** Given text **
------------------------

Endangered German Dialects Posted by Constanze on Feb 28, 2017 in Culture, Language, Traditions
On 21st February the world celebrated International Mother Language Day – otherwise known as Tag der Muttersprache in German. On this day the hashtag #TagderMuttersprache was popular on Twitter, and when I clicked on it there were plenty of German articles about Bairisch – Bavarian!
Bavarians are famously proud of their language and culture. Even though the majority of them speak Hochdeutsch (high German), many Germans who grew up in Bavaria consider Bairisch their Muttersprache – usually because their mother spoke it while they were growing up. This is certainly the case for me, and I grew up in the UK! I grew up with my Bavarian mother speaking to me in Dialekt (dialect), and for a long time this was the only German I knew; I didn’t realise it was different to Hochdeutsch. I am by no means fluent in the dialect but I understand a lot of it, and I have an emotional connection to it that I think a lot of Bavarians can relate to.
Sadly, a lot of the articles I read talked about how Bairisch is essentially tot (dead) in the region’s capital, Munich! Whilst Bairisch is still spoken in rural parts of Bavaria, in urban Munich you are more likely to hear Hochdeutsch. This is a huge shame for Bavarians, many of whom classify Bairisch as a language – the language of Bavaria – rather than a German ‘dialect’.
Of course, as a language learner, you learn Hochdeutsch; dialects are specific to the region, and are learnt from birth. But they are a huge part of any country’s culture and history, and are often fascinating to language learners! So they are most definitely worth talking about, too – especially if there is a chance you won’t hear them at all anymore in years to come.
With the Bavarian language dying out amongst younger generations, there is danger of it dying out completely. UNESCO classifies Bairisch as a ‘vulnerable’ language – which is stage one of four (stage four meaning that the language has completely died out).

------------------------

(Stored entries)
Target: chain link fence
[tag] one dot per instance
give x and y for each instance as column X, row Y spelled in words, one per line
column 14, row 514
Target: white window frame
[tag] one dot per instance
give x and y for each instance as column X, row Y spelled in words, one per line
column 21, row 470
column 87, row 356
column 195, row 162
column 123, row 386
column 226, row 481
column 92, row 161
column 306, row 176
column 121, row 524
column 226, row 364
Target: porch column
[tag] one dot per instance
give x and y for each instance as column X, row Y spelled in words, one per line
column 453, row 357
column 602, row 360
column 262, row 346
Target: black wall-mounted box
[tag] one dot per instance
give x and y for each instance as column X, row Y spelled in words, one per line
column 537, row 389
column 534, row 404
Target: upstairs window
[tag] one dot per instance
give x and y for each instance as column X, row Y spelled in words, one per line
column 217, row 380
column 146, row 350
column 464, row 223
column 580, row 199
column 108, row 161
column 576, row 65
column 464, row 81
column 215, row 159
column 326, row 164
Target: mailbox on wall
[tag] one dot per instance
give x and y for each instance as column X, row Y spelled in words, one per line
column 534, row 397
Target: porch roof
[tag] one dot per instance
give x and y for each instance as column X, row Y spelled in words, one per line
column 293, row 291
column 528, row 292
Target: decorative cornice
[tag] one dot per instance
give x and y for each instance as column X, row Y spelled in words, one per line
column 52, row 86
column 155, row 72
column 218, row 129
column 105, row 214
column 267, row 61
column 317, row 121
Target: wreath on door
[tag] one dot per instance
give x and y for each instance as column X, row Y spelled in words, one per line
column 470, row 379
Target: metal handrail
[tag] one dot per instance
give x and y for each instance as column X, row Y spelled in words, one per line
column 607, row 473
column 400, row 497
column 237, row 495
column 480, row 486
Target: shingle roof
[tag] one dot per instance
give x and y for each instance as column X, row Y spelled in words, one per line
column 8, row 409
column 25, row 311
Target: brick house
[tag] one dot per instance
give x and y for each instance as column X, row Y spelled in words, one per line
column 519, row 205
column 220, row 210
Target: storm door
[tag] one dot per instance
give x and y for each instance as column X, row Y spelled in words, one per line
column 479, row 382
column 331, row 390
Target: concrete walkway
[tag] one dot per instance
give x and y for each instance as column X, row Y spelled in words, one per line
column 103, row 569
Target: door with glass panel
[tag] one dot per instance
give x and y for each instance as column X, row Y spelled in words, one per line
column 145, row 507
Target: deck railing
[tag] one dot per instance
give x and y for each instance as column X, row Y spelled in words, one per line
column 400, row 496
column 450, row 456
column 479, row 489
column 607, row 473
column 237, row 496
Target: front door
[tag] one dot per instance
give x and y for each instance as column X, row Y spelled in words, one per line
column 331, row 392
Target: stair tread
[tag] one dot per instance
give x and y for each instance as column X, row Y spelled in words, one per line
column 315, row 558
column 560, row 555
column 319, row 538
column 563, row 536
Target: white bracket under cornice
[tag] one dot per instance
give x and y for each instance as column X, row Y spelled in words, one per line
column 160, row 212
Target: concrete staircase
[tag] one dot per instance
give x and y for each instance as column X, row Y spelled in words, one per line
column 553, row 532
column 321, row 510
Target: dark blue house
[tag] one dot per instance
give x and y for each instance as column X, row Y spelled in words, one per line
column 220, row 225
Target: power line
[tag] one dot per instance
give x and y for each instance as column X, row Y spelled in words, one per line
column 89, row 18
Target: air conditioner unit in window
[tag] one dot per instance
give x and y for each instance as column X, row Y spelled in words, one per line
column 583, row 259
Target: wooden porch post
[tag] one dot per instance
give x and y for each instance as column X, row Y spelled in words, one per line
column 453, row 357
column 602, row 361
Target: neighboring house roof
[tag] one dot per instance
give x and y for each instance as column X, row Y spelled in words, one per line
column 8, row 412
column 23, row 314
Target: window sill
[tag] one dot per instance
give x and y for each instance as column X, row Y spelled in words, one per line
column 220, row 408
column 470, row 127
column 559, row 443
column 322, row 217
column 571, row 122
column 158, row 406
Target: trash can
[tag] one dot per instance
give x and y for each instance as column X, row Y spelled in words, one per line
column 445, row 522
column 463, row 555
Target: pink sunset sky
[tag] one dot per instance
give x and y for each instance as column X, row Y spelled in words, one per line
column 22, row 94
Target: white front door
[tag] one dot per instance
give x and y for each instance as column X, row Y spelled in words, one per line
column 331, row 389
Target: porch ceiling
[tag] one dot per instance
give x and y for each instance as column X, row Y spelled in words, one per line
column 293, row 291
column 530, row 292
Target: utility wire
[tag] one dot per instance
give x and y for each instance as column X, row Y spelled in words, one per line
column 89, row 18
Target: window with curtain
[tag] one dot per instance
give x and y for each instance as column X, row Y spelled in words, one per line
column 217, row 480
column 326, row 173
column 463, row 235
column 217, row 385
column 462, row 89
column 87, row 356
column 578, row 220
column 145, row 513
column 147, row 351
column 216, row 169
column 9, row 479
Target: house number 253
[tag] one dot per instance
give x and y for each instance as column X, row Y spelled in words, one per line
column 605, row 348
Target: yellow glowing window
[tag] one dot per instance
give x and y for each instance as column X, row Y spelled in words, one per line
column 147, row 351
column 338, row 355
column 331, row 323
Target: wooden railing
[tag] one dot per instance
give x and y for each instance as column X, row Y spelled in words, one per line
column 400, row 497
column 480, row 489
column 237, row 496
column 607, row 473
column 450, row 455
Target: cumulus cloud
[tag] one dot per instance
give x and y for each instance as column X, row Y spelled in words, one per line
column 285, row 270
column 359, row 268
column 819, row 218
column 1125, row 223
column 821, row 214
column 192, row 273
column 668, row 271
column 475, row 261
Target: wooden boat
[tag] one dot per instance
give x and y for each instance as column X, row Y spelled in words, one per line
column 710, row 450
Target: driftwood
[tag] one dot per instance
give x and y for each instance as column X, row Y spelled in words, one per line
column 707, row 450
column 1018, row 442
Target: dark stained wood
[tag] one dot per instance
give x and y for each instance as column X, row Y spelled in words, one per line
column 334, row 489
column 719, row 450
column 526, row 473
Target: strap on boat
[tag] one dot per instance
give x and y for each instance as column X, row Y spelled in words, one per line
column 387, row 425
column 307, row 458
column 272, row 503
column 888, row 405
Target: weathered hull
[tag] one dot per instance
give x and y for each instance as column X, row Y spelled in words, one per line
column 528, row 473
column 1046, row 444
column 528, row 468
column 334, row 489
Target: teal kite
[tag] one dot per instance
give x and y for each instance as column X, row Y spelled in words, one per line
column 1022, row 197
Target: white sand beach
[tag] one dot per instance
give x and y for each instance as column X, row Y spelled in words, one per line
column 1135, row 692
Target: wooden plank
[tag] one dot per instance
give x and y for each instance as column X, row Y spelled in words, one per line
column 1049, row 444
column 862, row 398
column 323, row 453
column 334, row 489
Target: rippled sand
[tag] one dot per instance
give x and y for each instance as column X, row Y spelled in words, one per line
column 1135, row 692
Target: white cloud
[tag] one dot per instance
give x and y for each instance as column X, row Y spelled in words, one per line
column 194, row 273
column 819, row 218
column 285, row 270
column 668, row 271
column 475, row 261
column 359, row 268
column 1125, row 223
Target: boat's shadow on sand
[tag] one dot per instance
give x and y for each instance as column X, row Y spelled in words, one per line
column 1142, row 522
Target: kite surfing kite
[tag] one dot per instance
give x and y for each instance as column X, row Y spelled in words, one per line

------------------------

** Challenges **
A) Write out the passage of the post on endangered German dialects from "Sadly, a lot" to "a German ‘dialect’.", word for word.
B) From the stored entries, pull out every line from the very first one through the line containing "column 534, row 404", with both ends included, and reproduce them verbatim.

** Problem solutions **
A)
Sadly, a lot of the articles I read talked about how Bairisch is essentially tot (dead) in the region’s capital, Munich! Whilst Bairisch is still spoken in rural parts of Bavaria, in urban Munich you are more likely to hear Hochdeutsch. This is a huge shame for Bavarians, many of whom classify Bairisch as a language – the language of Bavaria – rather than a German ‘dialect’.

B)
Target: chain link fence
[tag] one dot per instance
give x and y for each instance as column X, row Y spelled in words, one per line
column 14, row 514
Target: white window frame
[tag] one dot per instance
give x and y for each instance as column X, row Y spelled in words, one per line
column 21, row 470
column 87, row 356
column 195, row 162
column 123, row 386
column 226, row 481
column 92, row 161
column 306, row 176
column 121, row 524
column 226, row 364
Target: porch column
[tag] one dot per instance
give x and y for each instance as column X, row Y spelled in words, one per line
column 453, row 357
column 602, row 360
column 262, row 346
Target: black wall-mounted box
[tag] one dot per instance
give x and y for each instance as column X, row Y spelled in words, one per line
column 537, row 389
column 534, row 404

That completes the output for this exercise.